YOUR OBJECTIVE - Could the data below please be reproduced word for word, without the pictures?

[Referring expression pointing data]
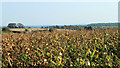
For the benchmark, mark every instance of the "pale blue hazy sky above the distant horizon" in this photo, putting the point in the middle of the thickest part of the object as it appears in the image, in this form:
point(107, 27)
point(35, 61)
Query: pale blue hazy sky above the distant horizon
point(59, 13)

OUTPUT FOR THIS EXERCISE -
For the benchmark, mark every instance of the "pale blue hazy sky above the distant horizon" in this photo, putting the point in the middle of the thickest part of the object as it appears in the image, in this form:
point(107, 27)
point(35, 61)
Query: pale blue hazy sky above the distant horizon
point(59, 13)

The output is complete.